— Problem to solve —
Return all lines of the records that contain the word "clicks".

— Information shown —
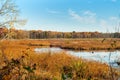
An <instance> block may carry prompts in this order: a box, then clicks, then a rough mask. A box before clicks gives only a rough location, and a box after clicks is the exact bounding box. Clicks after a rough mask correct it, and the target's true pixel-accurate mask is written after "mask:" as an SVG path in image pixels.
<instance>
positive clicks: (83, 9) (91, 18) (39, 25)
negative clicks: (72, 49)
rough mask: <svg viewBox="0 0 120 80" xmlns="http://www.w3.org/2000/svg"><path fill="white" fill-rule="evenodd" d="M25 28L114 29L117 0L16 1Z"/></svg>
mask: <svg viewBox="0 0 120 80" xmlns="http://www.w3.org/2000/svg"><path fill="white" fill-rule="evenodd" d="M16 4H17V5H18V8H19V9H20V17H21V18H23V19H27V23H26V25H25V26H24V27H18V28H19V29H26V30H31V29H34V30H47V31H49V30H50V31H64V32H65V31H67V32H69V31H79V32H82V31H99V32H106V31H109V32H113V31H115V27H119V25H118V24H119V21H120V20H119V15H120V0H16Z"/></svg>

— Response to this task —
An <instance> block may carry prompts in this order: a box, then clicks, then a rough mask. A box before clicks gives only a rough location, and a box after clicks is the exact bounding box. Clicks after a rough mask correct it, and the target's true pixel-accurate mask is written after "mask:" as an SVG path in image pixels.
positive clicks: (83, 9) (91, 18) (39, 25)
negative clicks: (72, 49)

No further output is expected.